**Task**. Your answer should be an exact copy of the lines from the start of the entries to the line containing "Q: Pick out each instance of the purple", both included.

(Records drawn from a dataset)

----

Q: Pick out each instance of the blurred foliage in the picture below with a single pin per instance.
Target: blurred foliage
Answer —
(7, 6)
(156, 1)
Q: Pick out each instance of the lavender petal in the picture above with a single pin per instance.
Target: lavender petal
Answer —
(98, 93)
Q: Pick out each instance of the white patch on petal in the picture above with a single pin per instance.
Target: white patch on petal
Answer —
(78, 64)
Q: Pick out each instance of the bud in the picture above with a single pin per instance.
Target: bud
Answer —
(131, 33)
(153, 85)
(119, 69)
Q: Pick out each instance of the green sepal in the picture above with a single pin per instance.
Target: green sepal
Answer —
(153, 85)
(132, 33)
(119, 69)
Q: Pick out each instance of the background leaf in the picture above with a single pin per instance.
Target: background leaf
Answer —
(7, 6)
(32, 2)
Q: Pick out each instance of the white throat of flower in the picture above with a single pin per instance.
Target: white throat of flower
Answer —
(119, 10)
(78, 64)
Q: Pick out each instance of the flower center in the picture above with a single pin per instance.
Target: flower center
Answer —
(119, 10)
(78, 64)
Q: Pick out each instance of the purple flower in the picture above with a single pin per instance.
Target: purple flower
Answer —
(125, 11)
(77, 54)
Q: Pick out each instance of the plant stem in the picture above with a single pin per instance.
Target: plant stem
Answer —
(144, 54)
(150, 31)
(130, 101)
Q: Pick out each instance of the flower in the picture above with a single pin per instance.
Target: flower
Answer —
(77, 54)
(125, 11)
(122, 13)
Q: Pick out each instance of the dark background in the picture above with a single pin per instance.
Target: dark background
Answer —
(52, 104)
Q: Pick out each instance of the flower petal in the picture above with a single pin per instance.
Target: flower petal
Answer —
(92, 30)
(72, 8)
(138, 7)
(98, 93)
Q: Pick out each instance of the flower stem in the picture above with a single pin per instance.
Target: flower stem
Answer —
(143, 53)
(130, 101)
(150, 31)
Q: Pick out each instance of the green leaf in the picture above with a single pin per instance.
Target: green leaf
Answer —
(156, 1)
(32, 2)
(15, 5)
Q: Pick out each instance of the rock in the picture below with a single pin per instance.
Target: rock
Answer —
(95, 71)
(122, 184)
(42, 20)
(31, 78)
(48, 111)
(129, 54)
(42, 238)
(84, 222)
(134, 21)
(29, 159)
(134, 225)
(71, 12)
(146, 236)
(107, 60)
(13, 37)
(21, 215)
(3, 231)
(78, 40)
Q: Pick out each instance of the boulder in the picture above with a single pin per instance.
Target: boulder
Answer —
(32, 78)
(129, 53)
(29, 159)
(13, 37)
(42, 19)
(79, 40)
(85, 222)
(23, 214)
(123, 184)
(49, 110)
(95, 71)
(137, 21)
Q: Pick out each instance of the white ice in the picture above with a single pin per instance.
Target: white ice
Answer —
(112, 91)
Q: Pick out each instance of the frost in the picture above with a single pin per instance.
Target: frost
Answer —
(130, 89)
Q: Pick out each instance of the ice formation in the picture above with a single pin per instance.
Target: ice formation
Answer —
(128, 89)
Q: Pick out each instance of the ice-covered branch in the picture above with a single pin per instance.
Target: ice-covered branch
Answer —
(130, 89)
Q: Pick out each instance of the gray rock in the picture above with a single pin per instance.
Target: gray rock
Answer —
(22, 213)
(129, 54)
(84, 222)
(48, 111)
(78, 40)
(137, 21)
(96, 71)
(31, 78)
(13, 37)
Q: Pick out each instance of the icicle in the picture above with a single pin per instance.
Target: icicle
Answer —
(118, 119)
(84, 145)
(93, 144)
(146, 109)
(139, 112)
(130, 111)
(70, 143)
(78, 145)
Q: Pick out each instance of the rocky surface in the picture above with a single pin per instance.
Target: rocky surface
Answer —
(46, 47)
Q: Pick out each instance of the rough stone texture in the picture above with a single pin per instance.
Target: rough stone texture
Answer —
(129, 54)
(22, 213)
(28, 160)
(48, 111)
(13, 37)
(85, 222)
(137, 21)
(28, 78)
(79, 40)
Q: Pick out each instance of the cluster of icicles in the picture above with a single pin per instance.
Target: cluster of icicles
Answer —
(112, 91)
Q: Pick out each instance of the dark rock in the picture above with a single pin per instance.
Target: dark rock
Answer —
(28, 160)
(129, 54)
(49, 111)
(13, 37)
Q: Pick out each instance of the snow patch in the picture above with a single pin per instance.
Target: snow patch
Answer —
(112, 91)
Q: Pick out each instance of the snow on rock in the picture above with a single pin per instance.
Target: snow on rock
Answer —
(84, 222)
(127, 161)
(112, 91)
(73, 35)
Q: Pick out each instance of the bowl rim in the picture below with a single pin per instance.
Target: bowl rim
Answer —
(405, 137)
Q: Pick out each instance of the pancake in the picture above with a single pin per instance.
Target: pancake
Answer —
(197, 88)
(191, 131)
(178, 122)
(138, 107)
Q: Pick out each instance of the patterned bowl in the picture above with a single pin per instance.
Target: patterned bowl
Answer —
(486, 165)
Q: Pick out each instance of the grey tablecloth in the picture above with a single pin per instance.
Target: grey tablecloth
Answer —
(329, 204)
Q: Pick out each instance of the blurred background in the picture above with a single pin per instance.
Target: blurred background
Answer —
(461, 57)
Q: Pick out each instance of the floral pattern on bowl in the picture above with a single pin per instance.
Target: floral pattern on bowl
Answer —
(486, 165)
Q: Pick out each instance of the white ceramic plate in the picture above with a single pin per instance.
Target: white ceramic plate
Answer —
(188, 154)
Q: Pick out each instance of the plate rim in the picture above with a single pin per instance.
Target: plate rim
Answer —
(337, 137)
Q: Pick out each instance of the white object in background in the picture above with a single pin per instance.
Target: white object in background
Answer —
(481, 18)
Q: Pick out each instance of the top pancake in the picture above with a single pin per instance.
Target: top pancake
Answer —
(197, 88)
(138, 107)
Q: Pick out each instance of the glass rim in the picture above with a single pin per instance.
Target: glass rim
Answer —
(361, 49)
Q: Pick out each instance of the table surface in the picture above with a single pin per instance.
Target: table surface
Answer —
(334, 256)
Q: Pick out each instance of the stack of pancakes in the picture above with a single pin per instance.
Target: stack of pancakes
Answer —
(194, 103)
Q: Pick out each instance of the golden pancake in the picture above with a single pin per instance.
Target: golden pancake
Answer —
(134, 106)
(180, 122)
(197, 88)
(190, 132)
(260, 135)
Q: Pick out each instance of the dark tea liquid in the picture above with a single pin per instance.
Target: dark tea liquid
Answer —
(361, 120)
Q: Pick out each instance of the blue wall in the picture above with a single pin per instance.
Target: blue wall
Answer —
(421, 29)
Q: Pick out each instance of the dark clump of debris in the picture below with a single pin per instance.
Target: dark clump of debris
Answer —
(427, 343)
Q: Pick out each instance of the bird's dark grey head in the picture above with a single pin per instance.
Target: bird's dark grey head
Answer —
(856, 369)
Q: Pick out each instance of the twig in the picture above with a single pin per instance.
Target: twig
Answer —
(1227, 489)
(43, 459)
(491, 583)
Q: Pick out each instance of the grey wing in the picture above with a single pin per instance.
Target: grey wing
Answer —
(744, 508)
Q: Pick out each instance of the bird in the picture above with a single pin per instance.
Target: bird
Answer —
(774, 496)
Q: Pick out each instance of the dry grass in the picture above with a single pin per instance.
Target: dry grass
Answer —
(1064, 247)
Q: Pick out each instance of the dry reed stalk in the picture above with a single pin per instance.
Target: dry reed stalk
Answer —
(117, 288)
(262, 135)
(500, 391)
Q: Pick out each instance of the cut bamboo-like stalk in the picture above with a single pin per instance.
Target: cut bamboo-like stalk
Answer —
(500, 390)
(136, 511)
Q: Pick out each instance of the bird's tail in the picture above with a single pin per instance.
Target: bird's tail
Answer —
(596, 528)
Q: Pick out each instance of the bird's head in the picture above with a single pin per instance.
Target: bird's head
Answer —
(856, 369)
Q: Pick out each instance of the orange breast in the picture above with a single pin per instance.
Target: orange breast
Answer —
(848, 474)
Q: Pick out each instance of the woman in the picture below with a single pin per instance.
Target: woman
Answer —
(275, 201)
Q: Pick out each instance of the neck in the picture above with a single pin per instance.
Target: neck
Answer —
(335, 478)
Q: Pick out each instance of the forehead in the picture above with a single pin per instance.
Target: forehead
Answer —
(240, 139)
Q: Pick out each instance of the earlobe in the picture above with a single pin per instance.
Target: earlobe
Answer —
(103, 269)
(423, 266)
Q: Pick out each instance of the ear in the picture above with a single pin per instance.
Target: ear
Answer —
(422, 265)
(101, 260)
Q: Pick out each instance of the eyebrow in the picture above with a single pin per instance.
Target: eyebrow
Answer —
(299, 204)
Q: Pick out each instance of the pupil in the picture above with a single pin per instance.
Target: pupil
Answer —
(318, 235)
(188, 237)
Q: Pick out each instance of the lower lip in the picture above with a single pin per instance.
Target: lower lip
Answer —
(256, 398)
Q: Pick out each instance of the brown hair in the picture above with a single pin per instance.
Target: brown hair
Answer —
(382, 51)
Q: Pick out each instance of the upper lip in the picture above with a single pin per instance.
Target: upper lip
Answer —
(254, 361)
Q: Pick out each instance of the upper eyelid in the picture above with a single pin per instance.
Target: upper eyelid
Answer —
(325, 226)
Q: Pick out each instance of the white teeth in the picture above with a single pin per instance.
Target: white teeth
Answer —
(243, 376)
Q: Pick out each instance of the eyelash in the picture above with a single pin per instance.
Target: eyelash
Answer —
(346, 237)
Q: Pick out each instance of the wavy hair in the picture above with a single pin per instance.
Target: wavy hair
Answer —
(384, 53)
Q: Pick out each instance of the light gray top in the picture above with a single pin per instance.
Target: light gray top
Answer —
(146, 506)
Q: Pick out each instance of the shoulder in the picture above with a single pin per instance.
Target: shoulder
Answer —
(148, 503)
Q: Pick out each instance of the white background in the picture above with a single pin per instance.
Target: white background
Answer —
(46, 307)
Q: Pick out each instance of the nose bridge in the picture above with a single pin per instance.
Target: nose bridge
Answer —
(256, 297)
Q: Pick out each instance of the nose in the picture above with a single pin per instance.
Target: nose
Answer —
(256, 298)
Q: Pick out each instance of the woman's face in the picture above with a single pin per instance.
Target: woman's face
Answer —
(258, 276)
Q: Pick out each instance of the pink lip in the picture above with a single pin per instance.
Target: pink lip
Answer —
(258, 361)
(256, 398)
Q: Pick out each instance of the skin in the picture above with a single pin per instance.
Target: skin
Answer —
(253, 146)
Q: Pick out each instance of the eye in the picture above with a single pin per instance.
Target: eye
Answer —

----

**Completed exercise**.
Q: Pick out each instance of the blurred foliage in the picture below with a single pin per instance.
Target: blurred foliage
Answer —
(7, 6)
(156, 1)
Q: Pick out each instance of the lavender petal in the picture above with a single pin per instance.
Target: lavender petal
Answer —
(98, 93)
Q: Pick out each instance of the white patch on petal in the picture above with a single pin per instance.
Target: white patch on petal
Answer —
(78, 64)
Q: Pick out each instance of the bud in the picture above with a single pin per instance.
Target: bud
Answer —
(131, 33)
(153, 85)
(119, 69)
Q: Pick out each instance of the green sepal in the picture above with a single pin per instance.
Target: green sepal
Answer —
(153, 85)
(132, 33)
(119, 69)
Q: Pick out each instance of the background leaf in the picture above with a single pin per instance.
Target: background leaf
Answer —
(7, 6)
(32, 2)
Q: Pick out each instance of the white throat of flower in the picture above with a single pin per instance.
Target: white throat of flower
Answer —
(119, 10)
(78, 64)
Q: Pick out each instance of the flower center in the picture above with a single pin per instance.
Target: flower center
Answer —
(119, 10)
(78, 64)
Q: Pick out each instance of the purple flower in the picture above with a single pin per instance.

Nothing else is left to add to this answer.